* **Problem description**:
Please report how many lines in the data below contain the word "calm", giving only the number.
Start
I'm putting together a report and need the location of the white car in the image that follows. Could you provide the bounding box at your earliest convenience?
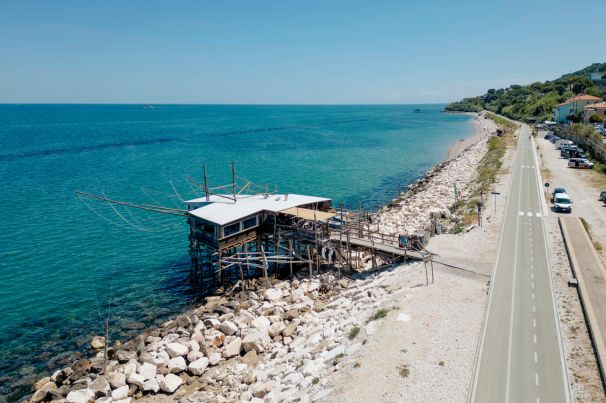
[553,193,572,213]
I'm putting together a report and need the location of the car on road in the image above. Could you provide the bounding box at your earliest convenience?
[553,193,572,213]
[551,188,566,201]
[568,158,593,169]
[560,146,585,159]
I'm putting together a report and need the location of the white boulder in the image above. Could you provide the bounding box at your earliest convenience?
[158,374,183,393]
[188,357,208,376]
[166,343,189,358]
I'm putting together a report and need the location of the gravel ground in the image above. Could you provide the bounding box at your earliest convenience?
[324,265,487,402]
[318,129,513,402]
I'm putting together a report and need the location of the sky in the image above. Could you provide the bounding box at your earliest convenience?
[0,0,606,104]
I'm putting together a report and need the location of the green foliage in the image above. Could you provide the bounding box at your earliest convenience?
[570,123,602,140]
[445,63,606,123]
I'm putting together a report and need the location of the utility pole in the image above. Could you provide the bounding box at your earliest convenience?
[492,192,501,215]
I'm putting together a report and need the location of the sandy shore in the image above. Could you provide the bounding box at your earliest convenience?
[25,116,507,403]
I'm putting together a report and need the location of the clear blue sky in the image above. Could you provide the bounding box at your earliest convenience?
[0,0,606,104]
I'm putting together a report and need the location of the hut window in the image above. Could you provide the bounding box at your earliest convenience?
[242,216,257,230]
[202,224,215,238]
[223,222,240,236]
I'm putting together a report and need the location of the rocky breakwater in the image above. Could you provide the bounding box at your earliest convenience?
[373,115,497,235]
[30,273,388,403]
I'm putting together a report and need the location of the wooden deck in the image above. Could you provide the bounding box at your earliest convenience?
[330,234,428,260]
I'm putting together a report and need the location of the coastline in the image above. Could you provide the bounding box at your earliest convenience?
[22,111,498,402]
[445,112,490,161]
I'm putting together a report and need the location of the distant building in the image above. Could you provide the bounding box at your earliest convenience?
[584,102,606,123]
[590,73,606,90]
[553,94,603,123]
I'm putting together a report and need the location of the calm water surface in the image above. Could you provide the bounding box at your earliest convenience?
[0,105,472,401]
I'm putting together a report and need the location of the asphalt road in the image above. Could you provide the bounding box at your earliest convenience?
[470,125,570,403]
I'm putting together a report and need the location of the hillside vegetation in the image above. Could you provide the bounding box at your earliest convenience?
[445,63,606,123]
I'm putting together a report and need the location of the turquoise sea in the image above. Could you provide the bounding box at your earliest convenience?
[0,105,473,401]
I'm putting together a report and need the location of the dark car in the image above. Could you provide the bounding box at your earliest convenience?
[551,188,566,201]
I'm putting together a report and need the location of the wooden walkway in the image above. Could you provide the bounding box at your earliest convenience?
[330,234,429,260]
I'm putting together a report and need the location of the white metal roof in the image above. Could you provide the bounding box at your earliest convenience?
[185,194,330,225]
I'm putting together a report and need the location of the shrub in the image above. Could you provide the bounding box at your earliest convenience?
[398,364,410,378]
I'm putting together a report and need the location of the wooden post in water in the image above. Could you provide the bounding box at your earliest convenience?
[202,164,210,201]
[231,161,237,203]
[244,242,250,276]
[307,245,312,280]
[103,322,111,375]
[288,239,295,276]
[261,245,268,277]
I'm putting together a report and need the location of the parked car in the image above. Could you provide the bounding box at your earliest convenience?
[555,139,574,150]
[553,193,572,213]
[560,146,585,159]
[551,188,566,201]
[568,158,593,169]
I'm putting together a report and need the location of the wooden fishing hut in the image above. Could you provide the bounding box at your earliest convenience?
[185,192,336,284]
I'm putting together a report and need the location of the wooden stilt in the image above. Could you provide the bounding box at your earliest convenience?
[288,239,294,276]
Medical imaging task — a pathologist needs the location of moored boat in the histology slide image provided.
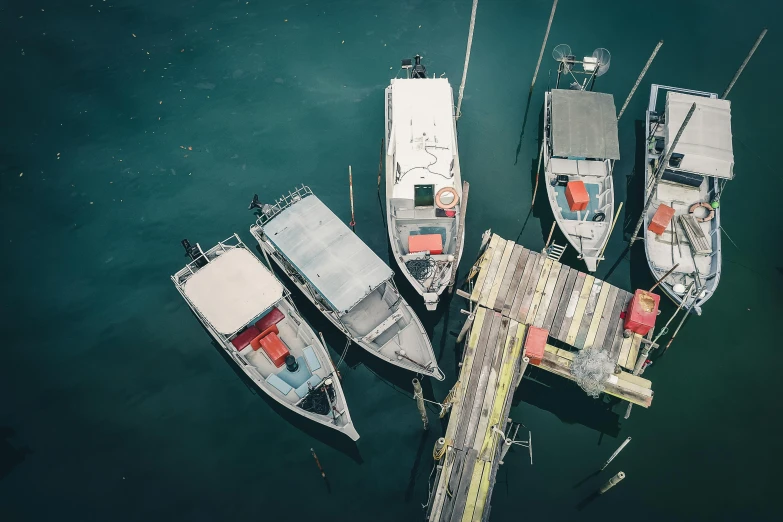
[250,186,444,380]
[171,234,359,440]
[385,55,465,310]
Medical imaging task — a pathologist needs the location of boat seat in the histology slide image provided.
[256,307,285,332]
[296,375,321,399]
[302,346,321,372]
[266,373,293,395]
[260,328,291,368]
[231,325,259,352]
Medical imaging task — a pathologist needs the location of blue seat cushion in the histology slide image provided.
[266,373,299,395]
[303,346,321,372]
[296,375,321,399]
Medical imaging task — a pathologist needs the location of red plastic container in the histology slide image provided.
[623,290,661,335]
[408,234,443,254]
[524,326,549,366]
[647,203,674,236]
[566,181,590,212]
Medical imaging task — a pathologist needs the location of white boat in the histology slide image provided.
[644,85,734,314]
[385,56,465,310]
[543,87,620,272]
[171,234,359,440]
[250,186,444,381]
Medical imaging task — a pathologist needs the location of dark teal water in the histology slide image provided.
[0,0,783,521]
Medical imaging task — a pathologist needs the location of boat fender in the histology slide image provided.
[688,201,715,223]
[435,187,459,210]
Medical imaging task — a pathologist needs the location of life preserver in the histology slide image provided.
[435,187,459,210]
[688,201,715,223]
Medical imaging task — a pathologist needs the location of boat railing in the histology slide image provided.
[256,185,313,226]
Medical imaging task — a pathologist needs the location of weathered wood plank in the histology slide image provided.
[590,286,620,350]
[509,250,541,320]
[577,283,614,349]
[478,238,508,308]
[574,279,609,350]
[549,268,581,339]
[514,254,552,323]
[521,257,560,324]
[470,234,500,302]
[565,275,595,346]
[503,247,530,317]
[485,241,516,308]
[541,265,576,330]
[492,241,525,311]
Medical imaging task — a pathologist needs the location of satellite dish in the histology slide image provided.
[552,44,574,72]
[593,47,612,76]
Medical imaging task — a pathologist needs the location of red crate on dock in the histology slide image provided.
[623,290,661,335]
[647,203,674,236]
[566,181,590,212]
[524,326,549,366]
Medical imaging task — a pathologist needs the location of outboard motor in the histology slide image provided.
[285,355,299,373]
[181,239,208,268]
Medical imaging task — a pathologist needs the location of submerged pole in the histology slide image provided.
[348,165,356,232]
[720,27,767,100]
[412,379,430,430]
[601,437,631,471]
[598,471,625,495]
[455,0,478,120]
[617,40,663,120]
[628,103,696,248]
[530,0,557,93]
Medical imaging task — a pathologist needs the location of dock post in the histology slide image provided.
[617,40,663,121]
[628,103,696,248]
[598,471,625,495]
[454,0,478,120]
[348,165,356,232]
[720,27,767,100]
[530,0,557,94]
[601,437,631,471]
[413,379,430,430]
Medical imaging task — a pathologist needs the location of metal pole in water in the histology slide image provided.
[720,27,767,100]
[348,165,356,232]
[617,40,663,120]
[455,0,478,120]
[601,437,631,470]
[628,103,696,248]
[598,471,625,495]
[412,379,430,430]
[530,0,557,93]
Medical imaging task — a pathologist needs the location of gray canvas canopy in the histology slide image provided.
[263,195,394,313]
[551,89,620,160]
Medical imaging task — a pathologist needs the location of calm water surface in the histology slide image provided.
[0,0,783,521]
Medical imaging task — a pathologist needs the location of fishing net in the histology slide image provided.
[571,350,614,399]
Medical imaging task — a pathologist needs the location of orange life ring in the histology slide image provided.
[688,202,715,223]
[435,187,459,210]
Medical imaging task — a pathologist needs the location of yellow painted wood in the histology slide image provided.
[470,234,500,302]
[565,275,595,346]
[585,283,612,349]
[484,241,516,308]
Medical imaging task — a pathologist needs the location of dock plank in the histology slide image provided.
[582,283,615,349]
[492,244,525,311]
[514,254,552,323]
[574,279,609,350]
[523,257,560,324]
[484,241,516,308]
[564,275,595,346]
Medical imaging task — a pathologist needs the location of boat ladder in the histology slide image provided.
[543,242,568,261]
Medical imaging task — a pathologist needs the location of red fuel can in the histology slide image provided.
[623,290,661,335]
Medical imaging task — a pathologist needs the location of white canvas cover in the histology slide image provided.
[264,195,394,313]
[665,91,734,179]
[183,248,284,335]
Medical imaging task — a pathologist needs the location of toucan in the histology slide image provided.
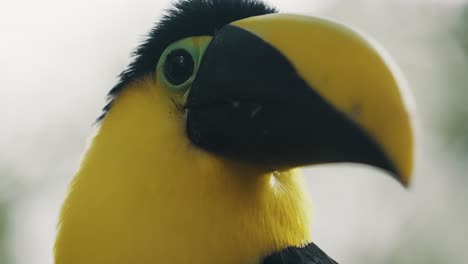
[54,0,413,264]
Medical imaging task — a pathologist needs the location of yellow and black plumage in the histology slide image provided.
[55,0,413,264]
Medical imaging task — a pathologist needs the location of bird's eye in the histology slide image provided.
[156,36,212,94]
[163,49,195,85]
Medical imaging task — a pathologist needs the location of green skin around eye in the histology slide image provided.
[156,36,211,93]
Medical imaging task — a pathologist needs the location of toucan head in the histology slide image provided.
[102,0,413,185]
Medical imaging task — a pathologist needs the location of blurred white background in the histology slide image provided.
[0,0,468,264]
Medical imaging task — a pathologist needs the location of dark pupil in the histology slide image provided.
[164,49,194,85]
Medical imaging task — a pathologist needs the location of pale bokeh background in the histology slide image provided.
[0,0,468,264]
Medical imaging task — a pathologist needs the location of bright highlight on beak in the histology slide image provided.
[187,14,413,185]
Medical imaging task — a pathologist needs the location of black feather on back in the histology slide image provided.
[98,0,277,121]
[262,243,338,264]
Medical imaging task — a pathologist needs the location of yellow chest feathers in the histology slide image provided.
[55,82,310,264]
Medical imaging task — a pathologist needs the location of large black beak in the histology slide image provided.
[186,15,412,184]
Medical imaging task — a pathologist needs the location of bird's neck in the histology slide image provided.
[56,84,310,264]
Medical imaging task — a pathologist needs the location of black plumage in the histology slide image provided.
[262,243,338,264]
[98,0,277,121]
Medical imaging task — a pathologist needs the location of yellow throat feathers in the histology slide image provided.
End
* **Written solution**:
2